YOUR OBJECTIVE
Reproduce each of the following items word for word, keeping every line in its original order.

══════════

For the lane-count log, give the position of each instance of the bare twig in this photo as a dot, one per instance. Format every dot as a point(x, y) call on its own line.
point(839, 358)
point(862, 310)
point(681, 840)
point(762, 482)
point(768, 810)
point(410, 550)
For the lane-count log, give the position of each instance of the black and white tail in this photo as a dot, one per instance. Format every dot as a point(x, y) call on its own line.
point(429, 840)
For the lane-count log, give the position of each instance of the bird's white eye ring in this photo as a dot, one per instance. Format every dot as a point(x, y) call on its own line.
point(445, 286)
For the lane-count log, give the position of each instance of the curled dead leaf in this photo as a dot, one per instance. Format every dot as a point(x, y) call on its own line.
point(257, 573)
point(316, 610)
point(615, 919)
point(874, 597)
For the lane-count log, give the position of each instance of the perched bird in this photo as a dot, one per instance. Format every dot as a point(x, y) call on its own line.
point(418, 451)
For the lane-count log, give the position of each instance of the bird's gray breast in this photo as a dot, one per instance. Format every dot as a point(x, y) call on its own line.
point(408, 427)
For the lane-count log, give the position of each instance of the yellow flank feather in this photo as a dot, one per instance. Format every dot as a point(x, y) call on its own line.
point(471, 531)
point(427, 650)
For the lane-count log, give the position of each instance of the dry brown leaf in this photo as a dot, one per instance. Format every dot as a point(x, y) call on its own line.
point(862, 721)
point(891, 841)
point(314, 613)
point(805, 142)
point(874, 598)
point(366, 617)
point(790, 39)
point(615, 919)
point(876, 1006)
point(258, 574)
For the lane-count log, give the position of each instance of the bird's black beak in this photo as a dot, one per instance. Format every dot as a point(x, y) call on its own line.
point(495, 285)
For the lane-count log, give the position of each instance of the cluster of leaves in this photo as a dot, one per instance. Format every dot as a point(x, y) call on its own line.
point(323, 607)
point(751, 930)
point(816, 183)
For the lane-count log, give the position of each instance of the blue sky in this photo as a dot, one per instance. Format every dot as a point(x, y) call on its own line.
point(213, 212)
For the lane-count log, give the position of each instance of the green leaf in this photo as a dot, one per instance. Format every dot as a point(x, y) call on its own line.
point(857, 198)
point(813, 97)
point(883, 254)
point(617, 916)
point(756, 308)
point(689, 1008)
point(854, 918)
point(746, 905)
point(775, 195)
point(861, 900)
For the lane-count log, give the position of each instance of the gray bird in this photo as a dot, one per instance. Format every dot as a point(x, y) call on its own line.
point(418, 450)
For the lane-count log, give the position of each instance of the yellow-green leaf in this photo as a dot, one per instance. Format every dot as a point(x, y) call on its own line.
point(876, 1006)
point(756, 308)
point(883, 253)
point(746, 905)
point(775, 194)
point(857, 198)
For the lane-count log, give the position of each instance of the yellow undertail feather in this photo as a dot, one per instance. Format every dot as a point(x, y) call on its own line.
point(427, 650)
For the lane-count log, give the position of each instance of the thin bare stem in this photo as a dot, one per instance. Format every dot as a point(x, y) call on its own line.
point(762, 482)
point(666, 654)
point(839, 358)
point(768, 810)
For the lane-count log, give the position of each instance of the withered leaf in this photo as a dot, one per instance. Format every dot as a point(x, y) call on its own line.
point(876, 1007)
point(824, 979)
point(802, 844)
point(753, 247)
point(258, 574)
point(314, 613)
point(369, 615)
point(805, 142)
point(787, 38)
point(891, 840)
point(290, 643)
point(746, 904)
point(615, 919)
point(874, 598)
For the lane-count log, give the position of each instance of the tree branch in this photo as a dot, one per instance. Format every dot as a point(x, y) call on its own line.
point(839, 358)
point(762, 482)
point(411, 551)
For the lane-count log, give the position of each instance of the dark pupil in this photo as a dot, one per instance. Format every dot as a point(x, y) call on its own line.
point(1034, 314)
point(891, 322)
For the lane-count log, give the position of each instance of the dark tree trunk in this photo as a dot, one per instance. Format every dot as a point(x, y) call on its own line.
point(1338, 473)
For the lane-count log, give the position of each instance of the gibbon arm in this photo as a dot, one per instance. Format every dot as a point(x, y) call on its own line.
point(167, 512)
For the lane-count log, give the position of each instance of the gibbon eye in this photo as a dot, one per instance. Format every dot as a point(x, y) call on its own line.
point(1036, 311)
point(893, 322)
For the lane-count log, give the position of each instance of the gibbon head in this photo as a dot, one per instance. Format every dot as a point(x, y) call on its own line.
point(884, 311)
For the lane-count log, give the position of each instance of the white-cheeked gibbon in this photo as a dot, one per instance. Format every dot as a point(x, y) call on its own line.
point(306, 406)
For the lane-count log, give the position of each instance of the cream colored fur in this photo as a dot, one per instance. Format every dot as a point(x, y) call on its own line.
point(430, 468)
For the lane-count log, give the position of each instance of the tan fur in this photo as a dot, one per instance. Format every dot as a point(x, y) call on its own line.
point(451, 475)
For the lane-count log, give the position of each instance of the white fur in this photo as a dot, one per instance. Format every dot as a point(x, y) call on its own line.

══════════

SOLUTION TO THE PROBLEM
For the lane-count log, give the position of each instance of the bare twig in this photo as a dot, one per instance. Format every dot as a point(x, y) call on its own line.
point(839, 358)
point(862, 310)
point(681, 840)
point(762, 482)
point(768, 810)
point(410, 550)
For the lane-count log, give the position of each instance of the black and white tail in this photo as a dot, one per instance. Format every dot as a point(x, y) call on its own line.
point(429, 840)
For the lane-count log, give the position of each instance of the bird's white eye ring in this photo as a dot, one per instance. Format every dot as a point(x, y) call on its own line.
point(445, 286)
For the lane-count log, give the position of each instance of the curled dead leaf in this photo as a dot, one per instance. Format every dot as a point(x, y) call on its own line.
point(257, 573)
point(316, 610)
point(615, 919)
point(874, 597)
For the lane-count log, give the position of each instance of the perched bird in this photo as a dot, one per instance. Format every dot as a point(x, y) call on its own line.
point(418, 451)
For the lane-count log, give the position of each instance of the bird's gray breast in this photo as a dot, one per instance. Format every dot as a point(x, y) call on its own line.
point(408, 427)
For the lane-count log, give the position of each instance of the yellow flank feather in this photo as a dot, one per instance. Format every dot as a point(x, y) call on its own line.
point(471, 531)
point(427, 650)
For the lane-count log, give the position of each instance of the dry brown leaf in this photo as a dot, one per instance. Format every dot as a point(x, y) call on its own line.
point(862, 721)
point(891, 841)
point(314, 613)
point(805, 142)
point(874, 598)
point(366, 617)
point(790, 39)
point(615, 919)
point(876, 1006)
point(258, 574)
For the lane-count log, give the position of each instance of the bird's black beak in this photo as a dot, one per instance. Format every dot as a point(x, y) call on its own line.
point(495, 285)
For the lane-count log, give the position of each instance of the cluster of leaves in this photo as a dot, one per instance. Format every dot as a point(x, y) call on its own line.
point(323, 607)
point(751, 930)
point(816, 183)
For the lane-count log, give the position of each instance of the blue sky in this photo as a dot, one per instance. Format every dot as a point(x, y) call on its own line.
point(213, 212)
For the lane-count log, give the position of each instance of the green leaf in this photo as a dot, one per instance. Format every dot as a point(x, y) call on its own line.
point(857, 198)
point(813, 97)
point(883, 254)
point(617, 916)
point(756, 308)
point(689, 1008)
point(854, 918)
point(746, 905)
point(775, 195)
point(861, 900)
For the lane-count log, give the position of each instance of the gray bird in this photo as a dot, one per instance. Format every dot as a point(x, y) call on its own line.
point(418, 450)
For the lane-count log, give the position of each instance of the yellow-green leaf in this photo as a dot, one per instance. Format every dot as a point(x, y) call on its own line.
point(876, 1006)
point(756, 308)
point(883, 253)
point(746, 905)
point(775, 194)
point(857, 198)
For the lane-count log, give the position of each instance of the yellow undertail feather in this photo as a dot, one per instance. Format every dot as a point(x, y) call on its own line.
point(427, 650)
For the lane-count log, give the position of each instance of the thin bare stem in this photo as a dot, one per instance. Format every dot as a point(x, y) call on its own line.
point(762, 482)
point(666, 654)
point(839, 358)
point(768, 810)
For the lane-count log, give the position of each instance of the withered leaf in this photo as a dot, one per instance. Format every dot as a point(x, y) call on its own line.
point(876, 1007)
point(824, 979)
point(802, 844)
point(753, 247)
point(258, 574)
point(314, 613)
point(369, 615)
point(805, 142)
point(787, 38)
point(891, 840)
point(290, 643)
point(746, 904)
point(615, 919)
point(874, 598)
For the lane-count log, give the position of each instance of the tree branch in this photo as a dot, one per instance. Format every dot as a point(x, y) call on its own line.
point(839, 358)
point(762, 482)
point(411, 551)
For the lane-count log, give the position of each instance of the dark pupil in this photo as a dot, one per instance. Format every dot as a point(x, y) call on its own line.
point(1034, 314)
point(891, 322)
For the lane-count log, give the position of each instance of the dark tree trunk in this photo as a dot, one per instance. Format every dot as a point(x, y) call on its own line.
point(1338, 473)
For the lane-count log, give the position of each instance of the gibbon arm in this photo as a dot, one per instance. Format every dot as a point(x, y) call on its own line.
point(167, 512)
For the lane-count log, give the position of each instance of the gibbon eye in this photo as a dot, one per instance. Format every dot as a point(x, y) call on its own line.
point(1036, 311)
point(893, 322)
For the lane-count log, give the position of each instance of the gibbon head in this photo as a dot, one per instance. Format every dot as a point(x, y) call on its own line.
point(884, 311)
For the lane-count log, give the position of each instance of the white-cheeked gibbon in this photo as a dot, one per instance. Format every dot as a point(x, y) call on its own line.
point(306, 406)
For the lane-count log, give the position of each instance of the cream colored fur in this photo as a dot, one per instance. Format every dot as a point(x, y) call on its own line.
point(430, 468)
For the lane-count log, give the position of each instance of the tan fur in this photo as a dot, one per instance. Format every dot as a point(x, y) call on its own line.
point(451, 475)
For the lane-count log, give the position of each instance of the white fur in this photo as a dot, one per instance. Format every dot as a point(x, y) call on its own line.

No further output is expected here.